EXTRACTED TEXT ▸
Start of Block
Paul R. Ehrlich, an eminent ecologist and population scientist whose best-selling book, “The Population Bomb,” was celebrated as a prescient warning of a coming age of food shortages and famine but later criticized by conservatives and academic rivals for what they called its sky-is-falling rhetoric, died on Friday in Palo Alto, Calif. He was 93.
His death, at a nursing facility in the retirement community where he lived, was caused by complications of cancer, his daughter, Lisa Marie Daniel, said.
As a young professor of biology at Stanford University in the mid-1960s, Dr. Ehrlich was known for his absorbing lectures on evolution, in which he described what plants and animals faced on a planet stressed by industrial pollution and rapid population growth. He distilled those lectures into an article published in December 1967 in New Scientist magazine.
Six months later, encouraged by David Brower, the executive director of the environmental group the Sierra Club, to write a book on the subject, Dr. Ehrlich published “The Population Bomb.” In 233 pages, he asserted that the planet’s condition began to deteriorate rapidly in the 1950s, when the rate of population growth exceeded the increase in food production — or, as he put it, when “the stork passed the plow.” He called on couples to limit their families to one or two children.
Witty, knowledgeable and not at all reticent, Dr. Ehrlich gained a huge audience on television, especially on “The Tonight Show Starring Johnny Carson,” which he appeared on roughly 20 times. His forecast of food riots in the United States and of imminent global famines caused by escalating population growth found a worldwide readership.
One of the best-selling nonfiction books about the environment to date, “The Population Bomb” sold three million copies and transformed Dr. Ehrlich, who was 37 at the time, into one of the global environmental movement’s most recognized leaders. His influence motivated international governments to convene conferences on controlling population, and his message was heard in private homes across the industrialized world as couples conceived fewer children.
Dr. Ehrlich expanded on his thesis in “The End of Affluence” (1974), which he wrote with his wife, Anne H. Ehrlich, who wrote or edited 15 books with him. The book forecast a “nutritional disaster” in the 1970s, predicting that “before 1985, mankind will enter a genuine age of scarcity.”
End of Block
GIVEN ENTRIES ▸
Start of Block
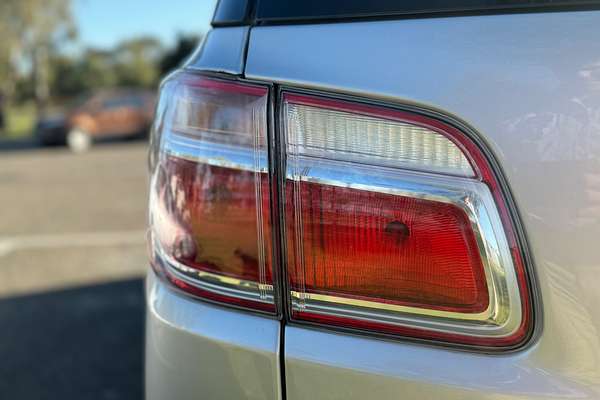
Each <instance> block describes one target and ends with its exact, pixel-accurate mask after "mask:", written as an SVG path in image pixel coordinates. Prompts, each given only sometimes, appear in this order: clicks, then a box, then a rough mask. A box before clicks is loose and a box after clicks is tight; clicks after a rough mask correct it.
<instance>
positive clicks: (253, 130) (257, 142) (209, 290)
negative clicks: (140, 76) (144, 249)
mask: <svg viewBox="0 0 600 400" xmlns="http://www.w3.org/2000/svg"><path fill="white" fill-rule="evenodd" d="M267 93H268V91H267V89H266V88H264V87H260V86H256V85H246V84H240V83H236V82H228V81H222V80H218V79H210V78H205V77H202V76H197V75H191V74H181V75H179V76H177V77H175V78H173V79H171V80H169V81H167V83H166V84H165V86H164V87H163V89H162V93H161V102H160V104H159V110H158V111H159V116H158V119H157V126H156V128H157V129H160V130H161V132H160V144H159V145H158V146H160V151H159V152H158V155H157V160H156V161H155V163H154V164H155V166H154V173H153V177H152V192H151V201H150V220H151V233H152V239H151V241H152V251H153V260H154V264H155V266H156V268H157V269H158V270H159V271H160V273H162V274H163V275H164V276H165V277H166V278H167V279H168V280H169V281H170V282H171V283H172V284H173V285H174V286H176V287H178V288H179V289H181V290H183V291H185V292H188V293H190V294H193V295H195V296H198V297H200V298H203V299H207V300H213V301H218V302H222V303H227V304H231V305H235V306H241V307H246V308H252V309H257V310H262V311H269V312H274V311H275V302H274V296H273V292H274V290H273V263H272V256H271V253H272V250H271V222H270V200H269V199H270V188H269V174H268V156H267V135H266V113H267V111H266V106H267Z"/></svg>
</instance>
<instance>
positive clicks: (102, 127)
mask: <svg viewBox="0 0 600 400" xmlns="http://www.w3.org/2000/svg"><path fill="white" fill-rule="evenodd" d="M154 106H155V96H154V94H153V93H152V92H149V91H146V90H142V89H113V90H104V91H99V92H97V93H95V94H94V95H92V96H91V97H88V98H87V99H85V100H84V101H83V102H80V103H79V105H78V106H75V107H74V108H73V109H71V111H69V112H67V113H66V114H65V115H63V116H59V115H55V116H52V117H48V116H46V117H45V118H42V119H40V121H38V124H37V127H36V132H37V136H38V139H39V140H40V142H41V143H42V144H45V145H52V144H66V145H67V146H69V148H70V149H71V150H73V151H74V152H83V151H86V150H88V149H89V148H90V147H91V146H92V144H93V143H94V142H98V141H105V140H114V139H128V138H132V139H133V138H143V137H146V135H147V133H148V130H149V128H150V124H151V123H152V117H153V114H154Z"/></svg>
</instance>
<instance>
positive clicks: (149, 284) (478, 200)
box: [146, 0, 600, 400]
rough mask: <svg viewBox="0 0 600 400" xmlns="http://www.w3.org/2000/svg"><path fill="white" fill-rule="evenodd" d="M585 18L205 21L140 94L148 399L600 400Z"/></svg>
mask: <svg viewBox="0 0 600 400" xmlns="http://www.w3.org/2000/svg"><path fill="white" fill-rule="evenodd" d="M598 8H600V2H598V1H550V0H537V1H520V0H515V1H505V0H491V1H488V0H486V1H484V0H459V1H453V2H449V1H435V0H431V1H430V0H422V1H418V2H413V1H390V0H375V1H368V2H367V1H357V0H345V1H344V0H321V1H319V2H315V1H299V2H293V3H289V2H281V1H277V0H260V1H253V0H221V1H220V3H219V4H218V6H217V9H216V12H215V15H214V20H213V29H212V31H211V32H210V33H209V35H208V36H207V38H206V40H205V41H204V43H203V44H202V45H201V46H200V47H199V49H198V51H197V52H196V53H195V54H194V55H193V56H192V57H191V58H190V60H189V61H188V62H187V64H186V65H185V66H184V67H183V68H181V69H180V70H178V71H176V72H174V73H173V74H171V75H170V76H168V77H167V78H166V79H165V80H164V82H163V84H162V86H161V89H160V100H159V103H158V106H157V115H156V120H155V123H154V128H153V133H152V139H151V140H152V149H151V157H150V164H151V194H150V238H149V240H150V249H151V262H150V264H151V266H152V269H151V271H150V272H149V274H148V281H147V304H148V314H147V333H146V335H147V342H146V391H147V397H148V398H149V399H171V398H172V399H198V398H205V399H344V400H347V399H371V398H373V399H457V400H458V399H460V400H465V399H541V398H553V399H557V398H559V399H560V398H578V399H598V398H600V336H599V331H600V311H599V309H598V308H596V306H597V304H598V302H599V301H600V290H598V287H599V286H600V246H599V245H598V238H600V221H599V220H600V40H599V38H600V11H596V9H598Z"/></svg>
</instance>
End of Block
TASKS TO COMPLETE ▸
[1] According to the obituary, how many copies did “The Population Bomb” sell?
[2] In the obituary, rewrite the passage from "Paul R. Ehrlich, an" up to and including "New Scientist magazine.", replacing "nursing facility" with "care home".
[3] List every person named in the obituary.

ANSWER SECTION ▸
[1] Three million copies.

[2]
Paul R. Ehrlich, an eminent ecologist and population scientist whose best-selling book, “The Population Bomb,” was celebrated as a prescient warning of a coming age of food shortages and famine but later criticized by conservatives and academic rivals for what they called its sky-is-falling rhetoric, died on Friday in Palo Alto, Calif. He was 93.
His death, at a care home in the retirement community where he lived, was caused by complications of cancer, his daughter, Lisa Marie Daniel, said.
As a young professor of biology at Stanford University in the mid-1960s, Dr. Ehrlich was known for his absorbing lectures on evolution, in which he described what plants and animals faced on a planet stressed by industrial pollution and rapid population growth. He distilled those lectures into an article published in December 1967 in New Scientist magazine.

[3] Paul R. Ehrlich, Lisa Marie Daniel, David Brower, Johnny Carson, Anne H. Ehrlich